## TAREA ESCRITA 1
Según el texto de lectura, ¿qué sitio británico publicó la nota sobre lo que opinan los millennials de la serie?

## TEXTO DE LECTURA
/---

Por Nicolás Lucca
A raíz de una nota publicada por el sitio británico The
Independent, descubrimos que los millennials –hoy todos son millennials–
consideran que la serie es homofóbica, transfóbica, lesbofóbica, defensora del
abuso sexual, xenófoba y violenta con la aceptación del cuerpo.
No es una cuestión de generalizar, algo que se estima en
cada nota que habla de una generación. Primero, porque los jóvenes que han
dicho estas cosas son los que, valga la redundancia, lo han dicho. Segundo
porque ya le decimos millennials a cualquier cosa. Y tercero porque los jóvenes
no son todos iguales, al igual que usted o yo.
Pero como ya he escuchado cosas similares también por estas
tierras, temiendo el riesgo de que nos pongamos a hacer un ejercicio
revisionista que nos haga mierda las escenas felices de nuestra juventud, voy
primero.
Una chica rica deja plantado a su prometido en el altar.
Enemistada con la familia, termina por aceptar un trabajo de camarera en una
cafetería de barrio.
Un joven profesor judío acepta, emocionado, participar de un
trío sexual con su también joven esposa y la profesora de yoga de esta, todo
para descubrir que su mujer es lesbiana. Una vez divorciados, se entera que su
flamante ex está embarazada de él. Ella se casa con su profesora y, junto a él,
conforman una familia a su modo.
Un hijo de inmigrantes italianos, único varón entre cientos
de hermanas, sueña con ser actor. Mujeriego a más no poder, las pocas veces que
se enamora es el hombre más feliz del mundo. Y el que más sufre.
Una chica se va de su hogar siendo adolescente, luego de que
su madre se suicidara y su padre terminara preso. Vive en la calle de la
basura. De adulta descubrirá que su verdadera madre era la amiga de quien la
crió y que su verdadero padre era su padre adoptivo.

\---

## DATOS PROPORCIONADOS
/---

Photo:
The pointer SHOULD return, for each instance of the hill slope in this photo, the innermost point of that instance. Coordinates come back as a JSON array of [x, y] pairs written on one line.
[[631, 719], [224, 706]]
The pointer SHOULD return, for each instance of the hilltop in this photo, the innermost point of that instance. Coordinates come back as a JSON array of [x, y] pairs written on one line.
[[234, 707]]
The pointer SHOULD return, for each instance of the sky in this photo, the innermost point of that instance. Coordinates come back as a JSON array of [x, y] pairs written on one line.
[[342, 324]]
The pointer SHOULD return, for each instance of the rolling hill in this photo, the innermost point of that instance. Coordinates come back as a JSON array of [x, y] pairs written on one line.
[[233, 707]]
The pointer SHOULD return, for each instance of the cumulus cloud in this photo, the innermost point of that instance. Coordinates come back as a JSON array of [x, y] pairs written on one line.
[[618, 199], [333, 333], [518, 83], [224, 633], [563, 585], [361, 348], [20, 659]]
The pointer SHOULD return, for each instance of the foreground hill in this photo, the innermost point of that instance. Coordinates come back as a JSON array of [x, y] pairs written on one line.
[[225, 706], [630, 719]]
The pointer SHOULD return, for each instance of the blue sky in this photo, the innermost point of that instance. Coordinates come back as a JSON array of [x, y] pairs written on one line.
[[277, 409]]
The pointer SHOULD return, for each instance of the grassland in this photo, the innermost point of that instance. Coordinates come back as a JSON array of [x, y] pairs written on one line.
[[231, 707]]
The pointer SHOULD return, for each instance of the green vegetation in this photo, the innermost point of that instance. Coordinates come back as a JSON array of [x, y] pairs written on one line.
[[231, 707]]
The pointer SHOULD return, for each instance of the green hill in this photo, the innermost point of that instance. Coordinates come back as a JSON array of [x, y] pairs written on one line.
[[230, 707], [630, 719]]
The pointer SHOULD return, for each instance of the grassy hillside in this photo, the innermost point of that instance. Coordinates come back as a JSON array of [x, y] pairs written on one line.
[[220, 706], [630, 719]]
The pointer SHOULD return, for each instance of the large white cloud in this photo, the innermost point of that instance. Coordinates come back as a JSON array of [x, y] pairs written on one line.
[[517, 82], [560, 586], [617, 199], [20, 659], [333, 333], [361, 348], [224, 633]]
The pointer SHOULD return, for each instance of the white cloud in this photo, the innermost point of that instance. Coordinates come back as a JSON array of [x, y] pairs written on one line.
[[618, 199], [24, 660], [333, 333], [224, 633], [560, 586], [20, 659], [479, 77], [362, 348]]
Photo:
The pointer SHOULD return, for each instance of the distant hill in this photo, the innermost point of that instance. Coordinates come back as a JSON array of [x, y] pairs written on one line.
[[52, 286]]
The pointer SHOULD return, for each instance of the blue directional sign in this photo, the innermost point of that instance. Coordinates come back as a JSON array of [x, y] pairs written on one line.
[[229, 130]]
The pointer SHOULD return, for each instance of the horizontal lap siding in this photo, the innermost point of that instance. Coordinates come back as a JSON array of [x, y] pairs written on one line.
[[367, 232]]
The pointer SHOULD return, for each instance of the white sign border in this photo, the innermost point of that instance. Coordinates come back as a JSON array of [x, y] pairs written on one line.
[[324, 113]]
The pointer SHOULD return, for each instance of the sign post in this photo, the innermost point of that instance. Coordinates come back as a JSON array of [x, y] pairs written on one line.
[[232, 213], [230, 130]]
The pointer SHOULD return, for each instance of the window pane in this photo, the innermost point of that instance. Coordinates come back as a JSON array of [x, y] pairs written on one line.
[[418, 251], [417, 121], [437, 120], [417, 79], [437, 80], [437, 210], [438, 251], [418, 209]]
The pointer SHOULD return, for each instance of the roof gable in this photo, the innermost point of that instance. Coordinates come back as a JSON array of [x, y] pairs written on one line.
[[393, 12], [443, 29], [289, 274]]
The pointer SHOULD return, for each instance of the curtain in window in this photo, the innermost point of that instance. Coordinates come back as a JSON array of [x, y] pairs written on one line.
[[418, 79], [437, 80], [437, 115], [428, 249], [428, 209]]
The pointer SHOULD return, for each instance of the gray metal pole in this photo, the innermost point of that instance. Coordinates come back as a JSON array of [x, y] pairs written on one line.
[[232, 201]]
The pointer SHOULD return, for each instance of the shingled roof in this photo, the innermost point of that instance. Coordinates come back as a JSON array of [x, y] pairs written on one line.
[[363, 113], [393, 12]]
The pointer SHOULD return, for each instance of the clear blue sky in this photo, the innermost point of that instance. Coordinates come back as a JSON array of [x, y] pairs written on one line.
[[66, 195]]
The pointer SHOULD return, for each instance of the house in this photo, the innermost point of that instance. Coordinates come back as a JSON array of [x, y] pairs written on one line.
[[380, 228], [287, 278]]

\---

## TAREA ESCRITA 2
Reproduce sin cambios las filas, empezando por la primera y siguiendo hasta la línea que contiene "[[234, 707]]", ambas incluidas.

## RESPUESTA CORRECTA 1
The Independent.

## RESPUESTA CORRECTA 2
Photo:
The pointer SHOULD return, for each instance of the hill slope in this photo, the innermost point of that instance. Coordinates come back as a JSON array of [x, y] pairs written on one line.
[[631, 719], [224, 706]]
The pointer SHOULD return, for each instance of the hilltop in this photo, the innermost point of that instance. Coordinates come back as a JSON array of [x, y] pairs written on one line.
[[234, 707]]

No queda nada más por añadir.